PROBLEM:
Rewrite the entries in the stretch from the line containing "the gray house." through the line containing "[(399, 81)]", keeping every line and shifting each coordinate value in the bracketed lists up by 8.

* START *

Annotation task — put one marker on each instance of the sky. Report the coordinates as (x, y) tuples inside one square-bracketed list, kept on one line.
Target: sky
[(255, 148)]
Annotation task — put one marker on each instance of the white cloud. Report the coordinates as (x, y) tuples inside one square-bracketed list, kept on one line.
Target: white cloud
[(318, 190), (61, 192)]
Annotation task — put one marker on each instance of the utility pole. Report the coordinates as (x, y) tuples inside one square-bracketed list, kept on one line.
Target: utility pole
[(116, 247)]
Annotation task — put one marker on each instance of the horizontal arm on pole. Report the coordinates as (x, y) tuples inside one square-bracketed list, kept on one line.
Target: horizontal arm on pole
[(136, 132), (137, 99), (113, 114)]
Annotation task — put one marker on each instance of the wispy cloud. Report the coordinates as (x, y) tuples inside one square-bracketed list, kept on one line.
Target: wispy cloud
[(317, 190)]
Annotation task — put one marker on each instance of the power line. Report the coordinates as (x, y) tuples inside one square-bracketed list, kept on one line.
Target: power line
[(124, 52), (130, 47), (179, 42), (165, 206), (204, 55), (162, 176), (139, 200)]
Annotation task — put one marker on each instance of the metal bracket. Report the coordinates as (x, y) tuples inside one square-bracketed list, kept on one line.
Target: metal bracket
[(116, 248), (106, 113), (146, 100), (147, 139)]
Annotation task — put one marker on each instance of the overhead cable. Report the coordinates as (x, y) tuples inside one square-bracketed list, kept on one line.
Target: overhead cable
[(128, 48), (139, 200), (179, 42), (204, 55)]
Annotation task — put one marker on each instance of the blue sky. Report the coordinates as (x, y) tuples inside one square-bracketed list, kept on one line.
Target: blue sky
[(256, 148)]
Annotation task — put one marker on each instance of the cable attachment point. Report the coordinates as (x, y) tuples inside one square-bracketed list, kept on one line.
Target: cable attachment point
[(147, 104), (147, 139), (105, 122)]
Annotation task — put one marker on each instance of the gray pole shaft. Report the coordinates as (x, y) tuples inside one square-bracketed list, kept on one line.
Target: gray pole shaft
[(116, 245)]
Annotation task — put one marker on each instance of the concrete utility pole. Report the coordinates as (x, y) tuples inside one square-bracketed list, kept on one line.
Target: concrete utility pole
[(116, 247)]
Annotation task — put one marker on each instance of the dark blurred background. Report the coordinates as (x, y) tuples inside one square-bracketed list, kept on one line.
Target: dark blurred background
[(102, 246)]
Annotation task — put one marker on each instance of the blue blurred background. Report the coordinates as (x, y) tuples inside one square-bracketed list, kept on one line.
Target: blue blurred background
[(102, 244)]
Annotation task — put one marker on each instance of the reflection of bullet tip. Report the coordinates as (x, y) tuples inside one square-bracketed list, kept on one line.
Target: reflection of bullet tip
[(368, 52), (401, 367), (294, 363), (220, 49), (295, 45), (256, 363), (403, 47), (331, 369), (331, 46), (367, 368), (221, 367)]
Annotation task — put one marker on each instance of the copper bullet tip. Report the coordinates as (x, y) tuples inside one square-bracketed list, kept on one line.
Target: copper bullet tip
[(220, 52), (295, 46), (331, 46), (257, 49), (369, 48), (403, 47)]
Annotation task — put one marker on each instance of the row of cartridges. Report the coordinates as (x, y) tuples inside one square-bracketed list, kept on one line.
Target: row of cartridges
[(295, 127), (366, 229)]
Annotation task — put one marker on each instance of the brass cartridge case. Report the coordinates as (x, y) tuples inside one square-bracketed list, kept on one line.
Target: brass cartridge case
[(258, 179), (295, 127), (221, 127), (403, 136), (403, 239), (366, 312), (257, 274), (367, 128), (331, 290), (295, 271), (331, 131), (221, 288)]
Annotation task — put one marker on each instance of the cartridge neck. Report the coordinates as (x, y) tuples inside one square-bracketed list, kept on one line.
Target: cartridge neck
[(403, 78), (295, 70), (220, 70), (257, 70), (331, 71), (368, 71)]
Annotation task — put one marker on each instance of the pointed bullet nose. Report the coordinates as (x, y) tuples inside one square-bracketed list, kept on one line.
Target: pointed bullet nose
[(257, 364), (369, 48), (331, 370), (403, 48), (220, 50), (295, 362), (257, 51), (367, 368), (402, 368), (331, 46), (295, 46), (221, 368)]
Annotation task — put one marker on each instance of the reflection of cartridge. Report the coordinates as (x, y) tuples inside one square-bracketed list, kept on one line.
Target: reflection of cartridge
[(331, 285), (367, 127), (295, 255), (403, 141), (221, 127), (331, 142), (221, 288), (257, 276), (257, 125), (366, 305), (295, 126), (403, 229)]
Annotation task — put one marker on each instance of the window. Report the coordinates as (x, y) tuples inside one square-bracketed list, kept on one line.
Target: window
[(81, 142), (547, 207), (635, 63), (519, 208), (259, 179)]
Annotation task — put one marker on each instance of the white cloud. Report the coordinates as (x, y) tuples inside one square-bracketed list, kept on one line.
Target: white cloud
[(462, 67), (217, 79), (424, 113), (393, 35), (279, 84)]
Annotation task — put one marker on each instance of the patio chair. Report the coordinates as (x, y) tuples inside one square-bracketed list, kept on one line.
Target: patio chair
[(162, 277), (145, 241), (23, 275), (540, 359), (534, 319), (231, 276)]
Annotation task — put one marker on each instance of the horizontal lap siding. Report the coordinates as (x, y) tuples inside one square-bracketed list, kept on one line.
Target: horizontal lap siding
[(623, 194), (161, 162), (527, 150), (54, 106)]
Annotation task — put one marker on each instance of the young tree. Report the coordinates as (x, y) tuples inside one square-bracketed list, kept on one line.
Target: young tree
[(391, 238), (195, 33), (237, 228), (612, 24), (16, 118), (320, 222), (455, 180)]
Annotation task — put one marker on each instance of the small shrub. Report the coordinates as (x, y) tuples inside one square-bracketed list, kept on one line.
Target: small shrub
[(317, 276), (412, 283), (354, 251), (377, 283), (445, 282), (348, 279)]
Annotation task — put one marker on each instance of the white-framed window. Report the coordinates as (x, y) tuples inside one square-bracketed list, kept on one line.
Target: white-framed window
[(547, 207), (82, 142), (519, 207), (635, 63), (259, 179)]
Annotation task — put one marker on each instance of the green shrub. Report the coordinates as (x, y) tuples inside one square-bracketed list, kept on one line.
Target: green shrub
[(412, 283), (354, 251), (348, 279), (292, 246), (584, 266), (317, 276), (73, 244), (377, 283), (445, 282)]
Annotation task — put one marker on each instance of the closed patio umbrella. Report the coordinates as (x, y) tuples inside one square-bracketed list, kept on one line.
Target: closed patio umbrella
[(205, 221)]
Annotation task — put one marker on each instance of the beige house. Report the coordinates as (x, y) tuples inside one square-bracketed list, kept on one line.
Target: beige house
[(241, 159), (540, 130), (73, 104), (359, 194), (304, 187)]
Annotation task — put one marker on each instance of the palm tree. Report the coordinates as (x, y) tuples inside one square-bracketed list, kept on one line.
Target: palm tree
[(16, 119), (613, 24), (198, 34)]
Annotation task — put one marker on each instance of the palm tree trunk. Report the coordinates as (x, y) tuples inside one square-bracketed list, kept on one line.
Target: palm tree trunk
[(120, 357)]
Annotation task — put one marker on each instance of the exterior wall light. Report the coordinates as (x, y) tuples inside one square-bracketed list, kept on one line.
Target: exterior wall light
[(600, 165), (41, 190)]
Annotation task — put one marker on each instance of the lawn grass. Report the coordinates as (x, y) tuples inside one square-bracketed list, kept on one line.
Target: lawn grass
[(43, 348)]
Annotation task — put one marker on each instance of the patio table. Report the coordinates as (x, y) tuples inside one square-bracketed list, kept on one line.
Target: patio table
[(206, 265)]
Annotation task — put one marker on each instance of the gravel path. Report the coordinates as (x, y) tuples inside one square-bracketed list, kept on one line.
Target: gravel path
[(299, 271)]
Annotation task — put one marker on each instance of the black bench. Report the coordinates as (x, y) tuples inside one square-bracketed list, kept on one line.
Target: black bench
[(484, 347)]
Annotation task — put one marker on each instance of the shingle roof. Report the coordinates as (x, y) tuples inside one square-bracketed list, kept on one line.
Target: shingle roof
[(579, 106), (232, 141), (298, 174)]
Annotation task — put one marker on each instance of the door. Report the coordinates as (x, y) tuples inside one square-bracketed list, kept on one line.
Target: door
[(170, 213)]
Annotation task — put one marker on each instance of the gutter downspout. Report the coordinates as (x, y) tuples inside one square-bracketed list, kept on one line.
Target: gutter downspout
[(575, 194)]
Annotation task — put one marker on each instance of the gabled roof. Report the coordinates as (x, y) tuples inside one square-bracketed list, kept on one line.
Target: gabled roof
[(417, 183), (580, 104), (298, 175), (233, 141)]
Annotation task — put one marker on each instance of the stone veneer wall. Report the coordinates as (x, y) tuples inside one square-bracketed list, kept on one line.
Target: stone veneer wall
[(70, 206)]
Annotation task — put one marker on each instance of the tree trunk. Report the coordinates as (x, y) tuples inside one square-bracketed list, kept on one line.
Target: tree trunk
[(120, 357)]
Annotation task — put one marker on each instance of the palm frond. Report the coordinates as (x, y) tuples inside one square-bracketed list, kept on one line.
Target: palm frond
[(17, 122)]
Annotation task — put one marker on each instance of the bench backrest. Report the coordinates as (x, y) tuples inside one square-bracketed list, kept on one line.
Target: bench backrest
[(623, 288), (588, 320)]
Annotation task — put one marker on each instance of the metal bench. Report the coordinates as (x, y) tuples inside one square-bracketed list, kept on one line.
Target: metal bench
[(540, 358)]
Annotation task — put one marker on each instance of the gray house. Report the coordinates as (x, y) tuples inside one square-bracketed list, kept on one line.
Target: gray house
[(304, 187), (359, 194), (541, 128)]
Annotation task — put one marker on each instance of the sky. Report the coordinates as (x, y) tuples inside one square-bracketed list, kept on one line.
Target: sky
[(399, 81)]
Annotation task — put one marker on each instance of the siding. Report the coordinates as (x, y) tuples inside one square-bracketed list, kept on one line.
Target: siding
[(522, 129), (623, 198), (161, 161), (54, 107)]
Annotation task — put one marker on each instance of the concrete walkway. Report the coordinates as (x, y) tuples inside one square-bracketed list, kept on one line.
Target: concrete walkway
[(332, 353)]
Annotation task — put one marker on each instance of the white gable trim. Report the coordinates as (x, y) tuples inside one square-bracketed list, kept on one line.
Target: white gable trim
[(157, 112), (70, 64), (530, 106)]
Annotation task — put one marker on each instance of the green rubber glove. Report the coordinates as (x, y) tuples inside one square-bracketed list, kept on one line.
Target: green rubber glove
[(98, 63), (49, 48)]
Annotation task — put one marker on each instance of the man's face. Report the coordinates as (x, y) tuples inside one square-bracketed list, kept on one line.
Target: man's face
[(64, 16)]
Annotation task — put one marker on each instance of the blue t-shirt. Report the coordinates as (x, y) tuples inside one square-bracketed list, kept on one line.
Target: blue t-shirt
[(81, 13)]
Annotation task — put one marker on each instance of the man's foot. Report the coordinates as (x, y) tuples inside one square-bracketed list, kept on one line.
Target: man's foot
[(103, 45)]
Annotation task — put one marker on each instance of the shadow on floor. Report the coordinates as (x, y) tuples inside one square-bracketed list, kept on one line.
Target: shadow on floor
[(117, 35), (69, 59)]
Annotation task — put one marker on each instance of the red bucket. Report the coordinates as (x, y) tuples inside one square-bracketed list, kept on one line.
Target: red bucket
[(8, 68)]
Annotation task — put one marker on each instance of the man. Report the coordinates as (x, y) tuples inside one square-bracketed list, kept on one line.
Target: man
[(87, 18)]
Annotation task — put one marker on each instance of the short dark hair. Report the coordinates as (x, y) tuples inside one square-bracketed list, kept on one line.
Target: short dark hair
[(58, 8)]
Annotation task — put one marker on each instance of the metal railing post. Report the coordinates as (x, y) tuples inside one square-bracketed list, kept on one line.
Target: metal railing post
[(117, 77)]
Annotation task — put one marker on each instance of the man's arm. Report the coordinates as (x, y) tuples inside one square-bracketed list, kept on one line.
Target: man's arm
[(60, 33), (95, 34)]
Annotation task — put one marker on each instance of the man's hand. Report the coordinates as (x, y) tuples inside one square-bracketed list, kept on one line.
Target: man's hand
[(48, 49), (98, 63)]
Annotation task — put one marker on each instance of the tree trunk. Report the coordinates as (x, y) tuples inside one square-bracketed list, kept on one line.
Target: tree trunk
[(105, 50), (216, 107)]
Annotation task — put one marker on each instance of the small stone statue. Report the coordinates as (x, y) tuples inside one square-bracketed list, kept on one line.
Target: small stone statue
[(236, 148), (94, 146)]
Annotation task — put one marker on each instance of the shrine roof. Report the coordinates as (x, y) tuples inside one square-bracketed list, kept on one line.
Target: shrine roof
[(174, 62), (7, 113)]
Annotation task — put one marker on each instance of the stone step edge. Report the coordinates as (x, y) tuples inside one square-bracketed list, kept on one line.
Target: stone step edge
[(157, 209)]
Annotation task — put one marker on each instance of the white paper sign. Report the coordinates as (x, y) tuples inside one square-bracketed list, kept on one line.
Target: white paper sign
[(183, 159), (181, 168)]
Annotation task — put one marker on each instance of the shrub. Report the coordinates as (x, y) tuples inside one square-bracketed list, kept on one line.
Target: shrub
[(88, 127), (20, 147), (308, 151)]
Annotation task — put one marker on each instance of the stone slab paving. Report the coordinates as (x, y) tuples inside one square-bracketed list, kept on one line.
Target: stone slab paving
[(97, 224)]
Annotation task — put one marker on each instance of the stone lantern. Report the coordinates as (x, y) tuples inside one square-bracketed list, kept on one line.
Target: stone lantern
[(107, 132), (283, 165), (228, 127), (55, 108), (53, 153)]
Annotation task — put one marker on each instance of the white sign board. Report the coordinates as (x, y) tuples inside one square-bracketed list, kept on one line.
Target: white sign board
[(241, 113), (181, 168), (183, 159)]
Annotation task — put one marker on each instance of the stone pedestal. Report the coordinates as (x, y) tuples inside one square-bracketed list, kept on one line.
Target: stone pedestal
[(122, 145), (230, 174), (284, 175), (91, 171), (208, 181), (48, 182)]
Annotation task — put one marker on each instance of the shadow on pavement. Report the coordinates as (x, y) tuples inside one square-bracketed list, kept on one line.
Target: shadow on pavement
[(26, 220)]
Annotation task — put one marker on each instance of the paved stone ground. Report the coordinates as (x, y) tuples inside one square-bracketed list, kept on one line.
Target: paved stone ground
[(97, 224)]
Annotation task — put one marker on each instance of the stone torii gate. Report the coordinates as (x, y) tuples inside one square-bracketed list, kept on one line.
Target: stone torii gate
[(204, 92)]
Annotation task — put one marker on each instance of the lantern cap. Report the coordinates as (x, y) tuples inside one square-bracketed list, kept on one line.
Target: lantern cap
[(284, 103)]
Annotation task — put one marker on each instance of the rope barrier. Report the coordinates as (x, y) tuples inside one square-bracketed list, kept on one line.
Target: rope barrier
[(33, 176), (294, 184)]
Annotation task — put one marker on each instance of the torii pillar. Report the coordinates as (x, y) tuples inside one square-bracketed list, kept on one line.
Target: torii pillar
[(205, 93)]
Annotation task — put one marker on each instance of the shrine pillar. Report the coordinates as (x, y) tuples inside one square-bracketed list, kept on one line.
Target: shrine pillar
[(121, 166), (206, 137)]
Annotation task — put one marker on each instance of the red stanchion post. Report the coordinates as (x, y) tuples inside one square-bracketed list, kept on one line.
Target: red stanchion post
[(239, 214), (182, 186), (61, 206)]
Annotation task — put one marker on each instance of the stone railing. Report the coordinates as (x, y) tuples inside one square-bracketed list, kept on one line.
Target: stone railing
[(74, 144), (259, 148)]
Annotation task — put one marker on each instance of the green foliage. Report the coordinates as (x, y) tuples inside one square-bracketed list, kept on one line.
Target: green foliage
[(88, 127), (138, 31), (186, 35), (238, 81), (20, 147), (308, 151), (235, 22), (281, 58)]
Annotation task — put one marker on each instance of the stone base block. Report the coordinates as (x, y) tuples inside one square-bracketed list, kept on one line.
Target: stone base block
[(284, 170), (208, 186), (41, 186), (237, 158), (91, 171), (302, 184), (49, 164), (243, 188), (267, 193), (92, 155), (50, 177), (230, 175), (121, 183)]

* END *

OUTPUT FOR THIS TASK:
Annotation task — put one marker on each instance of the gray house. Report the coordinates as (x, y) tuples inside one square-bracketed list, kept on one line.
Target: gray house
[(312, 195), (367, 202), (549, 136)]
Annotation task — put one marker on each instance of the sky. Report the coordinates as (x, y) tuples inside one square-bracketed list, kept on one line.
Target: sky
[(407, 89)]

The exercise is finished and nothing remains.